# Your goal
A faithful transcription of all lines below is the expected answer.

(Dataset entries)
========================================

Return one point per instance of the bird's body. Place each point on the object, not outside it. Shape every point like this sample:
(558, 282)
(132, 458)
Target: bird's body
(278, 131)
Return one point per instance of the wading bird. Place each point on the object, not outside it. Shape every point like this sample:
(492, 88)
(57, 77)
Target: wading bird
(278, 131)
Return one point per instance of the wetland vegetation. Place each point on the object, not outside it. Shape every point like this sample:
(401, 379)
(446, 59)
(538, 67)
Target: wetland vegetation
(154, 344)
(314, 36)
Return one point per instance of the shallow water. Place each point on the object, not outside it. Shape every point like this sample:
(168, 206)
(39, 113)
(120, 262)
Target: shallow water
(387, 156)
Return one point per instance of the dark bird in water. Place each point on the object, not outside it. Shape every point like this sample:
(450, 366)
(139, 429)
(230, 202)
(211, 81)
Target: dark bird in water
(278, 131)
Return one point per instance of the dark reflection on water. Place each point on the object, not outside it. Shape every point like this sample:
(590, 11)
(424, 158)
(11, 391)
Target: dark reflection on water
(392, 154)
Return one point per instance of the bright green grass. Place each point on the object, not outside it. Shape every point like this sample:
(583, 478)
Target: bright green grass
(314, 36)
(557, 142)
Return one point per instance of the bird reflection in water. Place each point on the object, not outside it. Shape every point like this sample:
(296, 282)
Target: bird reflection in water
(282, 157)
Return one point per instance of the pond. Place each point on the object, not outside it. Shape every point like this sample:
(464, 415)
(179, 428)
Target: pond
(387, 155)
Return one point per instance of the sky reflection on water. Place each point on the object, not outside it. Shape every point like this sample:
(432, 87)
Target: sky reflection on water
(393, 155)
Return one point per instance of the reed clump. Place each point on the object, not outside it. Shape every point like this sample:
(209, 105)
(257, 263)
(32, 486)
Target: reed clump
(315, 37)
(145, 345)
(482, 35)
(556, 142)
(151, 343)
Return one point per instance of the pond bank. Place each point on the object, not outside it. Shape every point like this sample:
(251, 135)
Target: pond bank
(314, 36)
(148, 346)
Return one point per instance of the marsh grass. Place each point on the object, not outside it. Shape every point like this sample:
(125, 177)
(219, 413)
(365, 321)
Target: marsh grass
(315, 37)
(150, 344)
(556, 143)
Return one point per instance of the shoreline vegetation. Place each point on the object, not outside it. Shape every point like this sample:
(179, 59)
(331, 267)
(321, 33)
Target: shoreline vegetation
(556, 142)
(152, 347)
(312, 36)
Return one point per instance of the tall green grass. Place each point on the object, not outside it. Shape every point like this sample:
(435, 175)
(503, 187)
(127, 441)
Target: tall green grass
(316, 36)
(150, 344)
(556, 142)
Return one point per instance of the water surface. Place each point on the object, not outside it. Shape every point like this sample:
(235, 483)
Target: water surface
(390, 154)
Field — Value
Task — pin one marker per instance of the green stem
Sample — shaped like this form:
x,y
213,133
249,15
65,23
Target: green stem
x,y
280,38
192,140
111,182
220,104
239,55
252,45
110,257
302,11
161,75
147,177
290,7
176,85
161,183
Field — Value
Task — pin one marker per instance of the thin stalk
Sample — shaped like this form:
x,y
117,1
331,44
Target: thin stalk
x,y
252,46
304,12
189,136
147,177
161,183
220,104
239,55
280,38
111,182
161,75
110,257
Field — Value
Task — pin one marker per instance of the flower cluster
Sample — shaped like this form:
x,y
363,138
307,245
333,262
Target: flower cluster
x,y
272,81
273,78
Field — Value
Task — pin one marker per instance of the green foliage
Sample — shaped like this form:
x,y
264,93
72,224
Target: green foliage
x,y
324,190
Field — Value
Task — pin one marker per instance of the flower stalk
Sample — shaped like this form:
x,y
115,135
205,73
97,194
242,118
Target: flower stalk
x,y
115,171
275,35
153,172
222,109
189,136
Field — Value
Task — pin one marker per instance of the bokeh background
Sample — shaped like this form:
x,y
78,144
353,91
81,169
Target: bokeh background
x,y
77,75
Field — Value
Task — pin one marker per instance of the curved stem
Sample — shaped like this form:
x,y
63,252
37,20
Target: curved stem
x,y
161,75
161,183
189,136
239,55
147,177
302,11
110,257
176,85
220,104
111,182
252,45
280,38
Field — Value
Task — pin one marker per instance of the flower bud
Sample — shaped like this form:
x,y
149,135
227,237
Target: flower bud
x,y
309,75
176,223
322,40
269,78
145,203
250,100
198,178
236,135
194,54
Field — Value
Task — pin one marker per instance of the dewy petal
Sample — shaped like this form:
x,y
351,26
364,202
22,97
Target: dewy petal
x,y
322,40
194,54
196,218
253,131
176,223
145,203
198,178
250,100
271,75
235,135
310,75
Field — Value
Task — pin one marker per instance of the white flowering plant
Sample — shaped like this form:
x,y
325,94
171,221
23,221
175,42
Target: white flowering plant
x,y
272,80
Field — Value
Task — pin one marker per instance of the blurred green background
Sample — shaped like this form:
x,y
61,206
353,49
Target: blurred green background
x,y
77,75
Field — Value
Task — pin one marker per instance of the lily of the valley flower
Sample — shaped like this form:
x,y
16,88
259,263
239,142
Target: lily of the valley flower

========================================

# Answer to the problem
Return one point per instance of the bird's body. Place each point on the object, not outside it. Shape every point like this sample:
(558, 282)
(132, 458)
Target: bird's body
(278, 131)
Return one point per instance of the wading bird. Place each point on the object, not outside it. Shape every point like this sample:
(492, 88)
(57, 77)
Target: wading bird
(278, 131)
Return one point per instance of the wetland vegetation. Place each point on the object, not outside it. Shape every point like this sample:
(401, 379)
(446, 59)
(538, 67)
Target: wetland vegetation
(154, 344)
(314, 36)
Return one point per instance of the shallow water. Place each point on the object, not outside it. Shape every point like this sample:
(168, 206)
(39, 113)
(120, 262)
Target: shallow water
(387, 156)
Return one point per instance of the dark bird in water. Place each point on the object, not outside it. Shape every point like this sample:
(450, 366)
(139, 429)
(230, 202)
(211, 81)
Target: dark bird in water
(278, 131)
Return one point per instance of the dark reflection on water. Place each point on the object, not outside it. Shape every point like this sample:
(590, 11)
(424, 158)
(11, 391)
Target: dark reflection on water
(392, 154)
Return one point per instance of the bright green grass. Place each point on the object, not outside it. Shape every point like this sample:
(583, 478)
Target: bright green grass
(314, 36)
(557, 142)
Return one point per instance of the bird reflection in water. Place each point on the object, not outside it. Shape every point like this sample:
(296, 282)
Target: bird reflection in water
(282, 157)
Return one point per instance of the pond. Place each point on the object, not outside it. Shape every point like this sample:
(464, 415)
(179, 428)
Target: pond
(387, 155)
Return one point per instance of the sky reflection on water. Place each point on the object, not outside it. Shape every point like this sample:
(432, 87)
Target: sky reflection on water
(393, 155)
Return one point per instance of the reed clump. Place each point on the object, not outside it. Shape every point like this sample:
(209, 105)
(257, 263)
(32, 486)
Target: reed clump
(315, 37)
(145, 345)
(482, 35)
(556, 142)
(151, 343)
Return one point per instance of the pond bank. Place each point on the object, not outside it. Shape every point like this sample:
(251, 135)
Target: pond bank
(314, 36)
(148, 346)
Return one point per instance of the marsh grass. Place each point on the object, not outside it. Shape every point like this sample:
(125, 177)
(219, 413)
(365, 321)
Target: marsh grass
(315, 37)
(150, 344)
(556, 143)
Return one point per instance of the shoreline vegetation. Place each point on the object, not outside it. Shape every point like this sample:
(179, 59)
(331, 267)
(321, 33)
Target: shoreline vegetation
(556, 142)
(152, 347)
(312, 36)
Return one point per instance of the tall green grass. Place each point on the object, not outside it. Shape every point like this sample:
(435, 175)
(503, 187)
(127, 441)
Target: tall green grass
(316, 36)
(150, 344)
(556, 142)
Return one point per instance of the water surface. Place each point on the object, not outside it. Shape every point like this sample:
(235, 483)
Target: water surface
(390, 154)
Field — Value
Task — pin one marker per instance of the green stem
Sample — shaped like this form:
x,y
213,133
249,15
65,23
Target: green stem
x,y
280,38
192,140
111,182
220,104
239,55
252,45
110,257
302,11
161,75
147,177
290,7
176,85
161,183
Field — Value
Task — pin one marker per instance of the thin stalk
Sample — shaped like this form:
x,y
117,1
331,44
Target: thin stalk
x,y
252,46
304,12
189,136
147,177
161,183
220,104
239,55
280,38
111,182
161,75
110,257
Field — Value
Task — pin one marker per instance of the flower cluster
Sample — shaped like this form:
x,y
363,138
307,245
333,262
Target: flower cluster
x,y
272,81
273,78
Field — Value
Task — pin one marker per instance of the green foliage
Sample — shaped like this form:
x,y
264,93
72,224
Target: green foliage
x,y
324,190
Field — Value
Task — pin one marker per instance of the flower stalk
Sample — shaped like this form:
x,y
115,135
205,73
97,194
242,118
Target: flower stalk
x,y
115,171
275,35
153,172
222,109
189,136
Field — Value
Task — pin one marker per instance of the bokeh background
Sample — shaped like this form:
x,y
78,144
353,91
81,169
Target: bokeh background
x,y
77,75
Field — Value
Task — pin one marker per instance of the curved stem
Sample — shaped like this form:
x,y
63,252
37,20
Target: curved stem
x,y
161,75
161,183
189,136
239,55
147,177
302,11
110,257
176,85
220,104
111,182
252,45
280,38
Field — Value
Task — pin one marker per instance of the flower bud
Sample — shaped like this form:
x,y
149,135
227,237
Target: flower bud
x,y
309,75
176,223
322,40
269,78
145,203
250,100
198,178
236,135
194,54
Field — Value
Task — pin one marker per instance of the dewy petal
Sample — shaped like this form:
x,y
351,26
364,202
22,97
Target: dewy petal
x,y
322,40
194,54
196,218
253,131
176,223
145,203
198,178
250,100
271,75
235,135
310,75
Field — Value
Task — pin one marker per instance of the white flowering plant
Sample — shaped like this form:
x,y
325,94
171,221
23,221
175,42
Target: white flowering plant
x,y
272,80
Field — Value
Task — pin one marker per instance of the blurred green background
Sample — shaped like this form:
x,y
61,206
353,49
Target: blurred green background
x,y
77,75
Field — Value
Task — pin one marker per instance of the lily of the valley flower
Sample — shaped like this form:
x,y
16,88
259,263
239,142
Target: lily of the valley flower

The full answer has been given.